DIRECTIVE: Starting at the line containing "shape point(340, 23)" and ending at the last line of the items, reproduce every line, requests included. Scale each point coordinate in the answers by 2.1 and round it to a whole number, with halves rounding up, but leave the numbers in the requests and their sample shapes unchanged.

INFORMATION GIVEN:
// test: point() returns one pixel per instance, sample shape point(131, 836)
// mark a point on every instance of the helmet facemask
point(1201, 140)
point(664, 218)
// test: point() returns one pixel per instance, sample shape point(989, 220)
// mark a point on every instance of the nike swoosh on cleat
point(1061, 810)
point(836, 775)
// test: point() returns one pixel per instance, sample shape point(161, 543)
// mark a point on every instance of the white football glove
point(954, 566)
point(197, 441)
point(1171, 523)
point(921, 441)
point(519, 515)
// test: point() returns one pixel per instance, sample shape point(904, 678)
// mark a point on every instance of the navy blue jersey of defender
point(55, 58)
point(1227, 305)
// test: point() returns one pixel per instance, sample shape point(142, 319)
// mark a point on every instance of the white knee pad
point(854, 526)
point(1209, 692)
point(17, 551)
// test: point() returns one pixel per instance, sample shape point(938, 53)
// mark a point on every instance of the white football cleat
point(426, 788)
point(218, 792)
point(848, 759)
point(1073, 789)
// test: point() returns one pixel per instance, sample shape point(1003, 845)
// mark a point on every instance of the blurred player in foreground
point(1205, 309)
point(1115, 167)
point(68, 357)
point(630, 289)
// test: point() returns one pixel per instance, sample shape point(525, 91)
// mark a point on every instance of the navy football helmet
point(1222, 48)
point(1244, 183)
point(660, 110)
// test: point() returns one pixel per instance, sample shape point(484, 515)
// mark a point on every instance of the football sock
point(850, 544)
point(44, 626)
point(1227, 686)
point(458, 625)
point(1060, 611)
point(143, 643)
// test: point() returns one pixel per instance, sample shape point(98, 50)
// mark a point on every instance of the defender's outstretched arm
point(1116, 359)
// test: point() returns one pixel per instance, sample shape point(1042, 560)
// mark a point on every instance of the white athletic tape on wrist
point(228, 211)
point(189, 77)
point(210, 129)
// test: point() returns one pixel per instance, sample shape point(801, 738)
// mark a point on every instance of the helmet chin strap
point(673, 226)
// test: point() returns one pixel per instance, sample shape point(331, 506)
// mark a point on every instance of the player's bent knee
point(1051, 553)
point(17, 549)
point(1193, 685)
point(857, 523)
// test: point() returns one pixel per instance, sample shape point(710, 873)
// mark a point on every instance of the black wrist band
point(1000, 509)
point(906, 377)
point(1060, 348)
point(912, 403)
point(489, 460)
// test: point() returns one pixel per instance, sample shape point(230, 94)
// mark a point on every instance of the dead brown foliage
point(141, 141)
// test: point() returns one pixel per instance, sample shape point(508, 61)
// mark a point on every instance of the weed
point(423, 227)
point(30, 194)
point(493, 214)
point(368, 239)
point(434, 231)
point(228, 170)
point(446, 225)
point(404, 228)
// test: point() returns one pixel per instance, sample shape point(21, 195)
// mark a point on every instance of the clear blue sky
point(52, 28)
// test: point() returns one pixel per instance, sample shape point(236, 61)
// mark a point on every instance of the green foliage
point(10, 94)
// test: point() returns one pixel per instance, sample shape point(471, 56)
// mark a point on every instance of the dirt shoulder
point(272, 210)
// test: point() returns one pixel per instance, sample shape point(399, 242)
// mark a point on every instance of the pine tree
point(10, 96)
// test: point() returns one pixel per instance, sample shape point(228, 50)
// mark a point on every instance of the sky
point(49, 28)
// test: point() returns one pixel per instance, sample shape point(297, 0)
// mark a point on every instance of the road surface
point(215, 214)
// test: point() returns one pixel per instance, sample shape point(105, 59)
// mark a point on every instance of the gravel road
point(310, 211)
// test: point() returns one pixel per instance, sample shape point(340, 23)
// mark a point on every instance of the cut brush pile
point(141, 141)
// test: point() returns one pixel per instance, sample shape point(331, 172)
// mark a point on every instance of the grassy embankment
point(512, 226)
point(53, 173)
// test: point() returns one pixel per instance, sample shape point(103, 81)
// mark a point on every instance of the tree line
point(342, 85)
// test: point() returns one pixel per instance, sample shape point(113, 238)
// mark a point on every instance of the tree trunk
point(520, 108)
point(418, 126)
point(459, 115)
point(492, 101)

CORRECT ANSWER:
// test: point() returns one pixel per instance, sample shape point(340, 23)
// mark a point on every instance of the cut brush pile
point(296, 296)
// test: point() returns one pixel per instance, sample shape point(331, 172)
// mark a point on every instance of the grassy embankment
point(1075, 475)
point(111, 363)
// test: point() returns one pixel per instance, sample shape point(103, 81)
// mark a point on every instance of the tree line
point(718, 179)
// test: point() returns one pixel per instance, sample shape point(113, 238)
// mark a point on every instance of the tree trunk
point(1092, 227)
point(878, 265)
point(964, 242)
point(1033, 212)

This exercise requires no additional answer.